= Entries supplied =
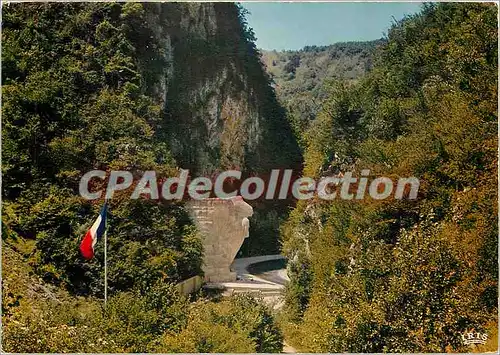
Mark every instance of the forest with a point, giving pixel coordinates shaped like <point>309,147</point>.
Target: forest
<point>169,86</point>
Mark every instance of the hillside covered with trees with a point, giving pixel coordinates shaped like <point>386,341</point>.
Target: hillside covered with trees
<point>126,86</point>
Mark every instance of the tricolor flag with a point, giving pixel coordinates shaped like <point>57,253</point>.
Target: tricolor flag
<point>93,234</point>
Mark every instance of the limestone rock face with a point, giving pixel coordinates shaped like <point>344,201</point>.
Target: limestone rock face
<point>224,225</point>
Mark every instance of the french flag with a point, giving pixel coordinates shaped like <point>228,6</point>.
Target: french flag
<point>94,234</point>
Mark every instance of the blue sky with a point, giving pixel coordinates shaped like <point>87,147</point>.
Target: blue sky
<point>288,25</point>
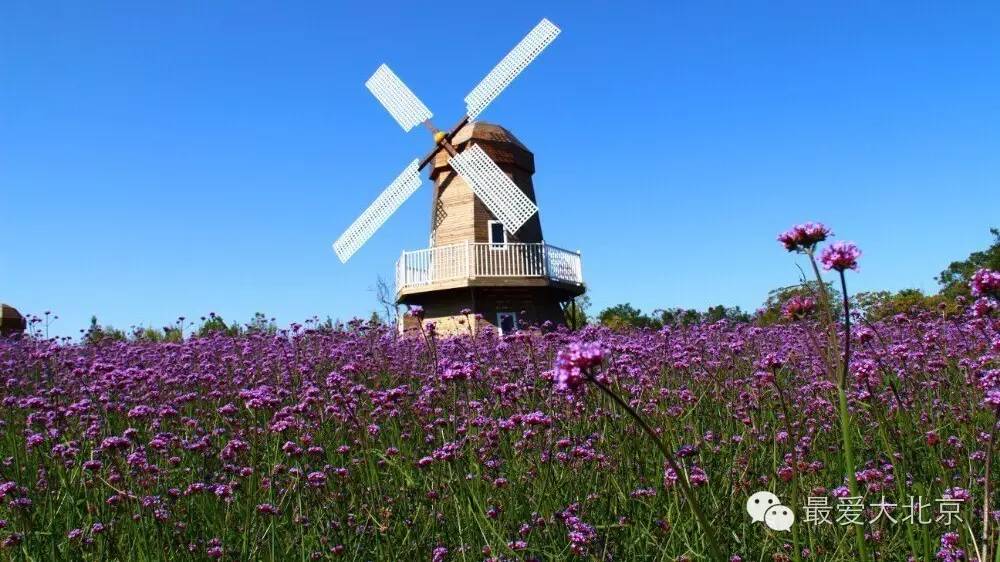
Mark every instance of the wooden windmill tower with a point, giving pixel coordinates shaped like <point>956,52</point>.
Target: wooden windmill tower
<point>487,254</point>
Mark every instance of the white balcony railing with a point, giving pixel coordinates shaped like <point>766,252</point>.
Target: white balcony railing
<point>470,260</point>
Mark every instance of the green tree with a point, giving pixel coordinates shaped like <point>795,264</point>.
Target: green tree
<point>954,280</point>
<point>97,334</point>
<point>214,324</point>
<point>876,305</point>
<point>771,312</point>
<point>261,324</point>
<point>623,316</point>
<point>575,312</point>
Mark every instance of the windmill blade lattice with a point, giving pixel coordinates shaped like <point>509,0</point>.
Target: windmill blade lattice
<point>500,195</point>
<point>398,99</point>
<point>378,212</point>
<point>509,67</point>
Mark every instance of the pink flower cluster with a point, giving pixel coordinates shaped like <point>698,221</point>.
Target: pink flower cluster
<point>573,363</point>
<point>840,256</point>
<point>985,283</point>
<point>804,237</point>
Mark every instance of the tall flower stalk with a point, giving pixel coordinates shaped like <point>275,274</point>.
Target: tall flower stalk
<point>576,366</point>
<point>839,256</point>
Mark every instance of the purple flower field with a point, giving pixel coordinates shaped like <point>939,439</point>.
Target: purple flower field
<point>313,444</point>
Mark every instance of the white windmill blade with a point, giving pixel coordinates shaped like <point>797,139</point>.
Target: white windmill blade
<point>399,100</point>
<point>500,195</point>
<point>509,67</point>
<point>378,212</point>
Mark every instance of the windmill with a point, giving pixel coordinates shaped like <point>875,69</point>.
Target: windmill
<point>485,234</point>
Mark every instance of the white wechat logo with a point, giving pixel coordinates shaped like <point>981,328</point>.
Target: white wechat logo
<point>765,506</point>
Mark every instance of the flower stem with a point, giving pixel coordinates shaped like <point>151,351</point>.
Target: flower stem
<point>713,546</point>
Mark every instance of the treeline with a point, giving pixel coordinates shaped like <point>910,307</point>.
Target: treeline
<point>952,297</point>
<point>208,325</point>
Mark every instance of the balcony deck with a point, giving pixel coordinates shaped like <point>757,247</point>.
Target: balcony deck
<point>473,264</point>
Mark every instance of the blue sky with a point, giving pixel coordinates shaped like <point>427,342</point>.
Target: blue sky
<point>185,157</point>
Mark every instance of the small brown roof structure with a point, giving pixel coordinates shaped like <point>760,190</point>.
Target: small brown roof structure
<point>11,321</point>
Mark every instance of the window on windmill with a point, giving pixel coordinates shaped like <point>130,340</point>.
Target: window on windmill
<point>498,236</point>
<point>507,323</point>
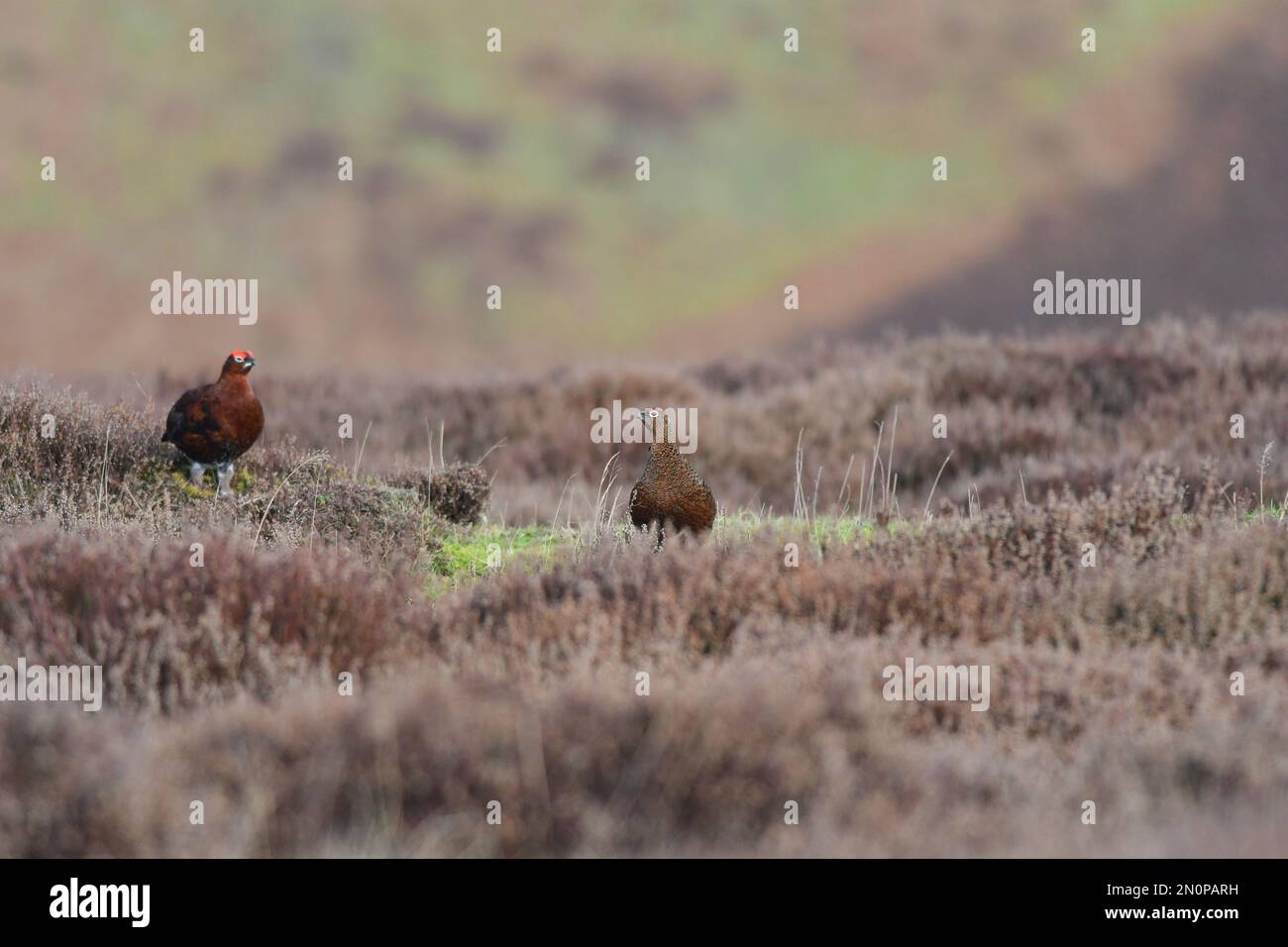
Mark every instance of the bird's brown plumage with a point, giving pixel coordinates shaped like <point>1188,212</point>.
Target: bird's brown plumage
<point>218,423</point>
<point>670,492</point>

= Task to carry out =
Write out the listing above in full, word for word, with no pictures.

= Answer space =
Mark every instance of the forest with a point, giving pixel coordinates shaped like <point>309,147</point>.
Target: forest
<point>169,86</point>
Mark every instance of the hillside covered with trees with a point, giving pixel coordinates shaped like <point>386,341</point>.
Target: hillside covered with trees
<point>126,86</point>
Mark every instance of the tricolor flag with a point, giving pixel coordinates shaped like <point>57,253</point>.
Target: tricolor flag
<point>93,234</point>
Mark every instance of the limestone rock face with a point, giving pixel coordinates shaped like <point>344,201</point>.
Target: limestone rock face
<point>224,225</point>
Mark every instance of the french flag with a point, giving pixel coordinates shaped like <point>228,6</point>.
Target: french flag
<point>94,234</point>
Mark every instance of the blue sky with a point, giving pixel coordinates shaped like <point>87,147</point>.
Target: blue sky
<point>288,25</point>
Mark every instance of the wooden windmill tower with a point, giving pixel coordinates shaped like <point>956,52</point>.
Target: wooden windmill tower
<point>487,254</point>
Mark every instance of the white balcony railing with a point, giving pixel coordinates shaped like <point>766,252</point>.
Target: white balcony railing
<point>470,260</point>
Mark every instance of the green tree with a point, giving pixel coordinates shaped like <point>795,264</point>.
Target: green tree
<point>954,280</point>
<point>97,334</point>
<point>214,324</point>
<point>876,305</point>
<point>771,312</point>
<point>261,324</point>
<point>623,316</point>
<point>575,312</point>
Mark every instance of the windmill blade lattice with a point, giving pixel coordinates shaped like <point>509,0</point>.
Target: windmill blade lattice
<point>500,195</point>
<point>398,99</point>
<point>378,212</point>
<point>509,67</point>
Mark every instance of the pink flower cluster with a point, giving pixel coordinates shaped like <point>698,221</point>.
Target: pink flower cluster
<point>573,363</point>
<point>840,256</point>
<point>985,283</point>
<point>804,237</point>
Mark every instance of the tall flower stalk with a point, giving pixel coordinates shaped like <point>275,274</point>.
Target: tall flower stalk
<point>576,366</point>
<point>839,256</point>
Mark every instance of the purple flower field with a point, giving pixel coordinates shaped like <point>939,439</point>.
Target: purple flower field
<point>313,444</point>
Mark every instance of the white windmill blade with a point, giving pixel coordinates shaped like <point>797,139</point>.
Target: white windmill blade
<point>399,100</point>
<point>500,195</point>
<point>509,67</point>
<point>378,212</point>
Mark every instance of the windmill with a point, giving pixel coordinates shaped like <point>875,69</point>.
Target: windmill
<point>485,234</point>
Mark every instance of the white wechat logo with a point, giving pixel coordinates shaped like <point>981,328</point>.
Target: white wechat logo
<point>765,506</point>
Mark every instance of the flower stem with a point, giving pixel coordinates shaped like <point>151,351</point>.
Target: flower stem
<point>713,546</point>
Mark every instance of the treeline with a point, giving pixel coordinates shaped like <point>910,307</point>.
Target: treeline
<point>952,297</point>
<point>208,325</point>
Mark every instance of the balcony deck with a point, giving pixel coordinates shaped like <point>757,247</point>.
Target: balcony deck
<point>473,264</point>
Mark every instance of the blue sky with a point, giving pixel coordinates shaped like <point>427,342</point>.
Target: blue sky
<point>185,157</point>
Mark every instance of the small brown roof structure with a point, giving pixel coordinates shaped like <point>760,190</point>.
Target: small brown roof structure
<point>11,321</point>
Mark every instance of the window on windmill with a point, giving pixel coordinates shaped like <point>130,340</point>.
Target: window on windmill
<point>498,236</point>
<point>507,323</point>
Mark every instance of the bird's brown plumage with a point, giving pixel coordinates shaped like <point>1188,212</point>.
Target: bird's brown plumage
<point>218,423</point>
<point>670,492</point>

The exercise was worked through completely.